PROBLEM TO WORK ON:
Convert the lines below into a JSON array of strings with one string per line. Omit blank lines.

RECORDS FOR PROCESSING:
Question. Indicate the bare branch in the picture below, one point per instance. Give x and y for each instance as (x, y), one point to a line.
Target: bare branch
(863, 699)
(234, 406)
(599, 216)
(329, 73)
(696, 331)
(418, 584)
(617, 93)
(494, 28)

EXERCISE RESPONSE:
[
  "Question. Indicate the bare branch in the picture below, one point per instance. Give x and y for each instance as (x, y), one point to a line.",
  "Target: bare branch",
  "(863, 699)",
  "(234, 406)",
  "(599, 216)",
  "(329, 73)",
  "(696, 331)",
  "(418, 584)",
  "(617, 93)",
  "(494, 28)"
]